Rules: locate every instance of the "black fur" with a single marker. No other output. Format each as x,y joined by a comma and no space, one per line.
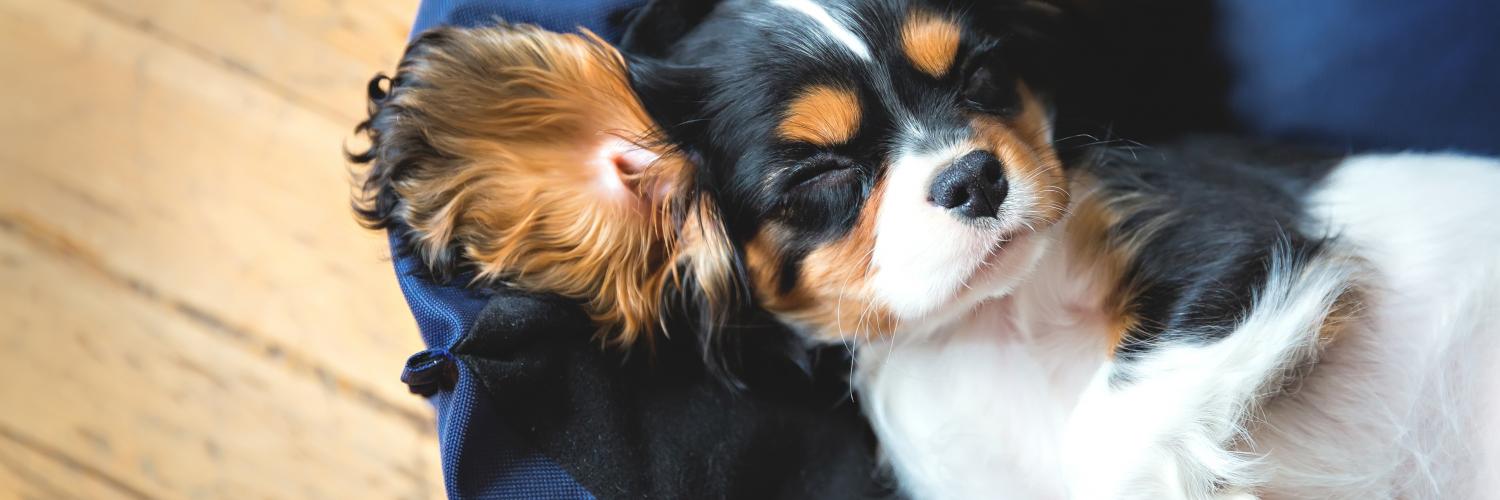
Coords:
719,89
1220,209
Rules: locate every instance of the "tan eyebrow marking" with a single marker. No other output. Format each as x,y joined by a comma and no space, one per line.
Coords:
821,116
930,42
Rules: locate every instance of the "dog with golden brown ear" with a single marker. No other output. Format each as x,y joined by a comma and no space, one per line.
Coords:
522,156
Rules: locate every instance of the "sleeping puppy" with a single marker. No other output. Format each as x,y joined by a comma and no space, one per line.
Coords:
1205,322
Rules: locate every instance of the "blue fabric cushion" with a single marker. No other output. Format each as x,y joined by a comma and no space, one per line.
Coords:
1365,74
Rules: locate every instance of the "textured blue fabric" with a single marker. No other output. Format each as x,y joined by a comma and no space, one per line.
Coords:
1367,74
558,15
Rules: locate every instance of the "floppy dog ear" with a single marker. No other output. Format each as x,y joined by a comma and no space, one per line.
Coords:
525,156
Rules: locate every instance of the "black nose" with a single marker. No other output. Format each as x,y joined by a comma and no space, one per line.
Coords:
974,186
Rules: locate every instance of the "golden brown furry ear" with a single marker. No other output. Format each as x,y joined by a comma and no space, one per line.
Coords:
524,155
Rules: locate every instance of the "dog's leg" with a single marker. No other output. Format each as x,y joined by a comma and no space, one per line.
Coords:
1163,424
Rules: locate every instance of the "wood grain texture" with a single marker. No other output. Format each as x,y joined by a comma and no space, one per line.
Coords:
186,305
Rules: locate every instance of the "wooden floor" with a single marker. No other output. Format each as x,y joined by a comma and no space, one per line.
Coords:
186,305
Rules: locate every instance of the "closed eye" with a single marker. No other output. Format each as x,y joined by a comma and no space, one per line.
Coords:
822,170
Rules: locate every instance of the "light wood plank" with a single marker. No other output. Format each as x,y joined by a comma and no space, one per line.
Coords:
320,53
27,472
146,404
200,188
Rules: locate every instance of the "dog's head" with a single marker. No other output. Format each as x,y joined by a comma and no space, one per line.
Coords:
860,168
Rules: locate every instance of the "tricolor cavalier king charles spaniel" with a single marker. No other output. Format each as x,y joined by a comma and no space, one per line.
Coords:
1197,322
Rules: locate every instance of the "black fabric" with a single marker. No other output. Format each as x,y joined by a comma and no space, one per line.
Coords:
660,425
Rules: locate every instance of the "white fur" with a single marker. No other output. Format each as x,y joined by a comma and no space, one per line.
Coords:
831,26
978,410
1404,407
1409,407
1166,433
933,268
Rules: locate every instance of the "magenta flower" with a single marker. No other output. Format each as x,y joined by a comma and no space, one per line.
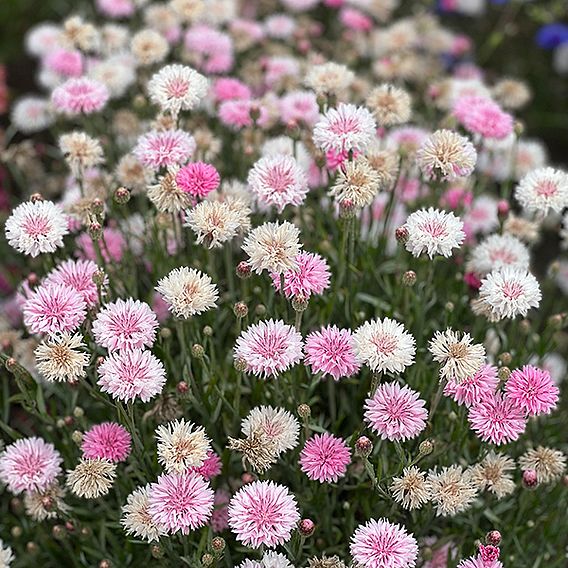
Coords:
497,419
395,412
29,464
325,458
180,502
532,390
381,544
54,308
330,351
125,324
109,441
310,277
263,513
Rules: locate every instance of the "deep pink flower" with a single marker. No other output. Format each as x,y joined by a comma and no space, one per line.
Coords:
29,464
125,324
108,441
532,390
330,351
325,458
263,513
381,544
180,502
54,308
395,412
497,419
198,179
473,389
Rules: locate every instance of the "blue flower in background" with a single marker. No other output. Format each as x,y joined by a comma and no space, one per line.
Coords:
552,35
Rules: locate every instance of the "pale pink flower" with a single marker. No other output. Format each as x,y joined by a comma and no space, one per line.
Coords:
29,464
108,441
126,375
325,458
330,351
54,308
269,348
263,513
395,412
180,503
532,390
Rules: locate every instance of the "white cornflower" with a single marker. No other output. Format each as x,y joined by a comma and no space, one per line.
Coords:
493,474
452,490
36,227
273,247
509,292
384,345
276,424
410,490
432,231
188,292
542,190
177,87
458,357
62,358
497,252
181,445
136,518
91,478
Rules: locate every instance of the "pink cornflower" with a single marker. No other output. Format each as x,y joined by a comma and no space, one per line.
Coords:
497,419
198,179
77,274
330,351
263,513
158,149
395,412
29,464
325,458
532,390
54,308
128,374
181,502
345,128
80,96
125,324
107,441
481,115
269,348
277,181
473,389
381,544
311,276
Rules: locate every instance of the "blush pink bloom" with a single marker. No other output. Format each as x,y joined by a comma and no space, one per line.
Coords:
125,324
29,464
263,513
269,347
181,503
325,458
497,419
126,375
532,390
77,274
158,149
382,544
330,351
473,389
80,96
107,441
311,277
395,412
198,179
54,308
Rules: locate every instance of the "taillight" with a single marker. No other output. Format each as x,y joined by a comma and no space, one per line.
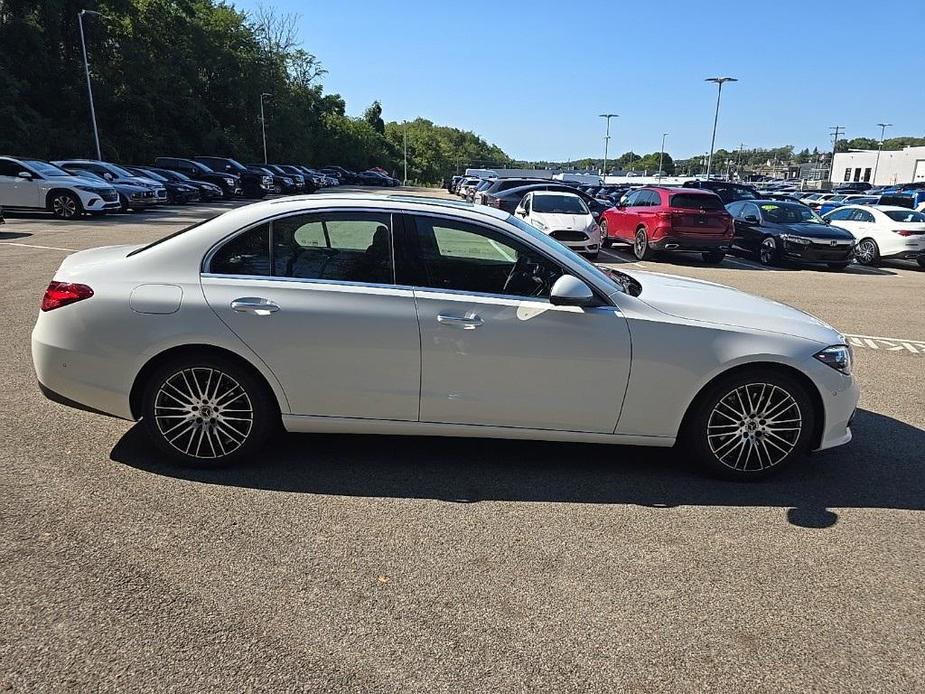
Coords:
61,294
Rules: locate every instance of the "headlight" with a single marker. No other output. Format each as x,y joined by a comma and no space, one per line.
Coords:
837,356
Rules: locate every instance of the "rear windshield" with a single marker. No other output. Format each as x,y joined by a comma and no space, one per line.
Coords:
696,202
905,216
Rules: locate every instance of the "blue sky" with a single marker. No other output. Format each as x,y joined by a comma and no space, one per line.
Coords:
532,77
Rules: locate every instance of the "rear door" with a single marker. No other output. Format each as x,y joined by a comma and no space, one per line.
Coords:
314,296
494,351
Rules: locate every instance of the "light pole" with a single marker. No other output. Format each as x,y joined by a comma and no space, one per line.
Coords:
661,156
719,81
83,45
883,127
607,117
263,124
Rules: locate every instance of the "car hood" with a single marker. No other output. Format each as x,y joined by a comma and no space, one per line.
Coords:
552,221
816,231
707,302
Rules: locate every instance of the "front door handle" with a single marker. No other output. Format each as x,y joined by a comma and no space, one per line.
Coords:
470,322
255,305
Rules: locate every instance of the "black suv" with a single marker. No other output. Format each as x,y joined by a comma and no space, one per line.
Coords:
255,185
728,192
229,183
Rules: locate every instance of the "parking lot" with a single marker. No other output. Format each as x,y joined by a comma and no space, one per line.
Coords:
413,564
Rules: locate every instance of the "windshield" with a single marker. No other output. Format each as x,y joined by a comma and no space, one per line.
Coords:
609,278
905,216
44,168
559,204
790,213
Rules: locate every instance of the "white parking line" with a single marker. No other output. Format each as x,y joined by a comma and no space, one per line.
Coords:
29,245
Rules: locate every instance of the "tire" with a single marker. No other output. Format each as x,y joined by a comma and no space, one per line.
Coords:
213,434
64,205
641,248
605,241
768,254
724,436
867,252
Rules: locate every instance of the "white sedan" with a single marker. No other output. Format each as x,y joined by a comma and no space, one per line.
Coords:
415,316
563,216
882,231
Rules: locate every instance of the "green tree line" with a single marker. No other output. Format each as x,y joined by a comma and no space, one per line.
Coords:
185,77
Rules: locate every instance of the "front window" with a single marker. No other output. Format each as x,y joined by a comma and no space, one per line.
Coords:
790,213
559,204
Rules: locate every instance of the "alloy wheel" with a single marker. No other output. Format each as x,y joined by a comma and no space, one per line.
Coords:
64,206
754,427
203,412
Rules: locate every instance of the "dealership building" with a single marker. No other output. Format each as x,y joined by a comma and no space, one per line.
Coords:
895,167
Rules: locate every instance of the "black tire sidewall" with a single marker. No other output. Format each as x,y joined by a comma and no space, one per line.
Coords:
694,434
266,413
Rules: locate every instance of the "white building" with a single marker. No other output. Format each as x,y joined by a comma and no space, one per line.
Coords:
900,166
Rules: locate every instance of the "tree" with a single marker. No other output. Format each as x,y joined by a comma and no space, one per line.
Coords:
373,116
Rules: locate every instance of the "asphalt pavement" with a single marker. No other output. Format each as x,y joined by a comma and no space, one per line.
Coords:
385,564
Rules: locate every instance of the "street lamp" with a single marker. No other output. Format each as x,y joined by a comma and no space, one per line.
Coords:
661,156
263,124
719,81
883,127
607,117
83,44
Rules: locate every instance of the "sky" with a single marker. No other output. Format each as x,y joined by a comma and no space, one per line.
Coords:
533,77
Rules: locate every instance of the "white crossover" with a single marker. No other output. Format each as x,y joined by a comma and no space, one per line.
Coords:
882,231
415,316
563,216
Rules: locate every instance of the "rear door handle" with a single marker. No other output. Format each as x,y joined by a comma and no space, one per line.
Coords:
470,322
255,305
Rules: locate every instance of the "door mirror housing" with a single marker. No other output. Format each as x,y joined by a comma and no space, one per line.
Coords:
571,291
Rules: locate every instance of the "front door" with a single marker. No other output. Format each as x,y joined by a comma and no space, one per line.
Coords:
494,351
314,296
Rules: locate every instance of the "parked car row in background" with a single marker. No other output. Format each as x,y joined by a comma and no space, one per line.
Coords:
71,187
713,218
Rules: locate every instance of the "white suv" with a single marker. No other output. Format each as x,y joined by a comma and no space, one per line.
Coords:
31,184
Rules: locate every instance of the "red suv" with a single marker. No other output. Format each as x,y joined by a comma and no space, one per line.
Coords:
669,219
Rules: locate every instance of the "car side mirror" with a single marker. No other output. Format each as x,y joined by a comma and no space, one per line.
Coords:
571,291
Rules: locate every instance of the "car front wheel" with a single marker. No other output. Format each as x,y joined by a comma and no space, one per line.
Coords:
207,411
750,424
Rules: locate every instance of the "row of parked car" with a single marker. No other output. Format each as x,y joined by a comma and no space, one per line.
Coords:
71,187
711,218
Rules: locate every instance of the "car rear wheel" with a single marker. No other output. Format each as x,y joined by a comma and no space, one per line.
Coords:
767,253
65,205
867,252
641,248
207,411
750,424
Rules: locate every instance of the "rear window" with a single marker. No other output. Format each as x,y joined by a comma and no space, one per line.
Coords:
696,202
905,216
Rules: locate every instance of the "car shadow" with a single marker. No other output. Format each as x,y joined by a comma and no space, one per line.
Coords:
882,468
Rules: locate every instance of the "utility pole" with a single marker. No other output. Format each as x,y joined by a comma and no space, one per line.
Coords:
835,131
883,127
83,44
661,156
263,126
719,81
607,117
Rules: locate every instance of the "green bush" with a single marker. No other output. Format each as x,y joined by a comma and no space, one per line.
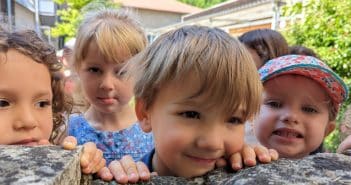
^^^^
▶ [WHAT TO PRODUCE]:
Compute the number of lines in the entries above that hold the word "blue"; the answer must contain nothing else.

▶ [ANSWER BOX]:
4